AIM OF THE EXERCISE — Recast every line of the listing below as a JSON array of strings, one string per line, leaving out any blank lines.

INPUT DATA —

-- Begin --

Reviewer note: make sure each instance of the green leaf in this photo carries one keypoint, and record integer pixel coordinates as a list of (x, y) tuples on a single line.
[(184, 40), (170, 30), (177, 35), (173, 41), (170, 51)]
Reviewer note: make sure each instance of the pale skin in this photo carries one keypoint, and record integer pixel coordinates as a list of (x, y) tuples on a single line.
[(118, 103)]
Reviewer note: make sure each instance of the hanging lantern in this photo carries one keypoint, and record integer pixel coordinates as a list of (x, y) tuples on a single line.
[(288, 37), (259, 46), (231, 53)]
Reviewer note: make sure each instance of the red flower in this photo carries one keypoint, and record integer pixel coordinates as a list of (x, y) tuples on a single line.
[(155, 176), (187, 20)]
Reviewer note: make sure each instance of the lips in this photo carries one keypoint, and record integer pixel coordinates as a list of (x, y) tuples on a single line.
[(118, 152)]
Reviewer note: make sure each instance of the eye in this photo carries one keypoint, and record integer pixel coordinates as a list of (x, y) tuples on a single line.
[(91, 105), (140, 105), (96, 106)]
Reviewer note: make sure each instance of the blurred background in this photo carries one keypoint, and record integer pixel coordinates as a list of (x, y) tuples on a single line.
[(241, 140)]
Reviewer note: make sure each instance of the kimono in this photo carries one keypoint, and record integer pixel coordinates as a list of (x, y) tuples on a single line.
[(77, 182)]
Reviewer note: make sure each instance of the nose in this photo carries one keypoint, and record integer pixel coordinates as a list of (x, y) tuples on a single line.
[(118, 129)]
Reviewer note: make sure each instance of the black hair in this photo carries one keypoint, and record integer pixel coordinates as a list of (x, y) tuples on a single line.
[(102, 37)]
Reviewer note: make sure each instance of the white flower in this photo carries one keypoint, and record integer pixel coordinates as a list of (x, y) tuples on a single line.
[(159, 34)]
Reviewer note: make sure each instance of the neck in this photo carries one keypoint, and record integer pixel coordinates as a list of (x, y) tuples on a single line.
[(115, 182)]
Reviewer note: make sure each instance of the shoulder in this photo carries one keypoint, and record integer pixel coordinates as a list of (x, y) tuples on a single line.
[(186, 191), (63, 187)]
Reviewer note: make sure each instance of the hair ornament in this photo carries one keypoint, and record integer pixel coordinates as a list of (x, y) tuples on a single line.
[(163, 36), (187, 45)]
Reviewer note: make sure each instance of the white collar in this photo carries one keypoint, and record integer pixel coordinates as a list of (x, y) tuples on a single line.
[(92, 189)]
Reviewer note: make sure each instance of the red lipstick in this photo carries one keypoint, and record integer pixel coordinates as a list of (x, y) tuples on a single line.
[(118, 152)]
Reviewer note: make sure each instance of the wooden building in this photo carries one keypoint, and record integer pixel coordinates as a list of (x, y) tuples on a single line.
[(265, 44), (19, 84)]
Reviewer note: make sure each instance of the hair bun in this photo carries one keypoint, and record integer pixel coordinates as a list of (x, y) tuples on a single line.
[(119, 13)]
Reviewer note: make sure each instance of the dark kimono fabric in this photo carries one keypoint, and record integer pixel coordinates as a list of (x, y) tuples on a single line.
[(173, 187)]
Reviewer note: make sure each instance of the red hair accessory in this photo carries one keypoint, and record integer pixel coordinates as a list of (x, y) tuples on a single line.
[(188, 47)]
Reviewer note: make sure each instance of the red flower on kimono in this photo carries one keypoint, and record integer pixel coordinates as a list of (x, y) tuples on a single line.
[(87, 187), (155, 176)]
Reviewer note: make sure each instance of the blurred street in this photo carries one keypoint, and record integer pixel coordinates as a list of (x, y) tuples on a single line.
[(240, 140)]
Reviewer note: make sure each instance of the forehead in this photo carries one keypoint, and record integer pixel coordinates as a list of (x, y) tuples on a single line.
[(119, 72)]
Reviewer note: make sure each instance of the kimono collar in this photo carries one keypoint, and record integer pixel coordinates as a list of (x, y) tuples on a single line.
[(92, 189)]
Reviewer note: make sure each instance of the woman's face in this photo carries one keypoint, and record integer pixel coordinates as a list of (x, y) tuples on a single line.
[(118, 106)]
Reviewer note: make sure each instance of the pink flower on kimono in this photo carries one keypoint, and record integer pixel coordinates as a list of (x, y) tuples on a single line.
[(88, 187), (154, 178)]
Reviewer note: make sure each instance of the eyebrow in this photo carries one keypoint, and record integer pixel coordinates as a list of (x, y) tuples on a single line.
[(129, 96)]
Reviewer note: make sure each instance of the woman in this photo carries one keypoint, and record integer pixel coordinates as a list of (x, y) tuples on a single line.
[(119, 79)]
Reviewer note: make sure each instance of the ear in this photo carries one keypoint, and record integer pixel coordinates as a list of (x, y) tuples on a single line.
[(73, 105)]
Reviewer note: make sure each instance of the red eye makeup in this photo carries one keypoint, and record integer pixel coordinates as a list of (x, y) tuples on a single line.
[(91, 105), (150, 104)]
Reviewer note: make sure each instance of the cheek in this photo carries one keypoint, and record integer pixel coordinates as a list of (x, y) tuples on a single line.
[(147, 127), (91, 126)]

-- End --

ANSWER IN FULL —
[
  "Reviewer note: make sure each instance of the green leaf in this photo carries one keypoint, and record integer pixel coordinates as a list of (x, y) tuples on a single line.",
  "[(184, 40), (170, 30), (177, 35), (173, 41), (170, 51)]",
  "Reviewer note: make sure each instance of the pale skin in this photo carries one keypoint, and record integer pixel coordinates as a list of (x, y) tuples on a single line.",
  "[(118, 103)]",
  "Reviewer note: make sure each instance of the hanging lantern in this photo carries one keypoint, and record integer pixel coordinates as a list of (x, y) tuples on a single line.",
  "[(288, 37), (259, 46), (231, 53)]",
  "Reviewer note: make sure each instance of the red flower in this photo carries one keypoint, and record integer pixel coordinates as a list of (x, y) tuples on a single line.",
  "[(155, 176), (187, 20)]",
  "Reviewer note: make sure each instance of the lips in this photo carries one keypoint, and record integer pixel coordinates as a list of (x, y) tuples on a single line.",
  "[(118, 152)]",
  "Reviewer note: make sure each instance of the eye in this photo carries one keypoint, and record integer pixel coordinates as a list of (x, y) tuples on a single line.",
  "[(91, 105), (140, 105), (96, 106)]",
  "Reviewer note: make sure each instance of the blurred background in this photo carries one keypoint, and record integer pixel coordinates as a list of (x, y) tuples on a single line.",
  "[(241, 140)]",
  "Reviewer note: make sure each instance of the kimono in this photo carries one keypoint, and record integer pixel coordinates as a list of (x, y) tuples on a single line.",
  "[(77, 182)]",
  "Reviewer note: make sure each instance of the nose in this photo carries one keypoint, and record integer pixel coordinates as a list of (x, y) tuples on a single line.",
  "[(118, 129)]",
  "Reviewer note: make sure each instance of the black hair in this photo carries one keypoint, and record integer pixel coordinates as a list of (x, y) tuples on a single line.",
  "[(102, 37)]",
  "Reviewer note: make sure each instance of the white flower in this photo carries one keypoint, and record integer pixel coordinates as a list of (x, y) tuples on a single line.",
  "[(159, 34)]",
  "Reviewer note: make sure each instance of the neck in this photo carries one keypoint, and record integer pixel coordinates as a list of (x, y) tuples on a single line.",
  "[(115, 182)]",
  "Reviewer note: make sure each instance of the shoulder in this photo carries one keypoint, and record integer pixel coordinates as a list of (x, y) tuples on a single line.",
  "[(186, 191), (63, 187)]",
  "Reviewer note: make sure each instance of the hair ornament in this photo carries one keypoint, and record integer pixel coordinates as a list of (x, y) tuples on a single line.",
  "[(163, 36), (187, 45)]",
  "Reviewer note: make sure each instance of the white collar in this photo carries one keypoint, and record integer pixel coordinates as a list of (x, y) tuples on a single line.",
  "[(92, 189)]",
  "Reviewer note: make sure each instance of the red lipstick in this photo carries one keypoint, and record integer pixel coordinates as a list of (x, y) tuples on a single line.",
  "[(118, 152)]",
  "Reviewer note: make sure each instance of the wooden building in this photo carries one keypoint, and record integer pixel coordinates as a list of (x, y) tuples on a single line.",
  "[(265, 44), (19, 84)]",
  "Reviewer note: make sure each instance of the hair bun in this photo carries one keypoint, and record integer pixel coordinates as a list of (x, y) tuples on a single line.",
  "[(119, 13)]",
  "Reviewer note: make sure each instance of the dark kimono fabric in this photo carries one keypoint, and record integer pixel coordinates as a list of (x, y) tuples on a single line.",
  "[(173, 187)]",
  "Reviewer note: make sure each instance of the red hair accessory in this photo carries one keypoint, and record integer pixel coordinates as a list of (x, y) tuples on a single line.",
  "[(188, 47)]",
  "Reviewer note: make sure each instance of the red flower on kimono in this photo carries one keypoint, and record integer pixel coordinates as a list of (x, y) tuples on a single line.",
  "[(87, 187), (155, 176)]",
  "Reviewer note: make sure each instance of the blurred street in this photo carries one keypoint, and record integer pixel coordinates as a list of (x, y) tuples on a single line.",
  "[(240, 140)]",
  "Reviewer note: make sure each instance of the forehead in this photo carries one keypoint, and record integer pixel coordinates as a list of (x, y) tuples on a single line.",
  "[(119, 72)]",
  "Reviewer note: make sure each instance of the kimono collar in this photo carries one keypoint, and record integer pixel coordinates as a list of (x, y) tuples on a single line.",
  "[(92, 189)]",
  "Reviewer note: make sure each instance of the woman's face in this photo carries one keypoint, and record integer pixel coordinates as a list of (x, y) tuples on a single line.",
  "[(118, 106)]",
  "Reviewer note: make sure each instance of the pink flower on kimono in this photo carries one keypoint, and record integer pixel coordinates as a list of (x, y) tuples on a single line.",
  "[(88, 187), (154, 178)]",
  "Reviewer note: make sure each instance of the eyebrow in this photo carries one keypoint, and record integer pixel coordinates as a list of (x, y) tuples on a single line.",
  "[(129, 96)]",
  "Reviewer note: make sure each instance of the woman in this photo carries one keypoint, and record integer pixel coordinates as a list of (x, y) tuples on a single line.",
  "[(119, 79)]",
  "Reviewer note: make sure each instance of the ear in this photo carries one keypoint, and record integer pixel coordinates as a list of (x, y) tuples on a single line.",
  "[(73, 105)]",
  "Reviewer note: make sure each instance of the red eye makeup in this photo carries one keypoint, and record integer pixel coordinates as a list of (x, y) tuples on a single line.",
  "[(91, 105), (150, 104)]",
  "Reviewer note: make sure each instance of the cheek in this photo carries one keypoint, and record integer pixel coordinates as a list of (x, y) tuples on a single line.",
  "[(147, 127), (91, 126)]"
]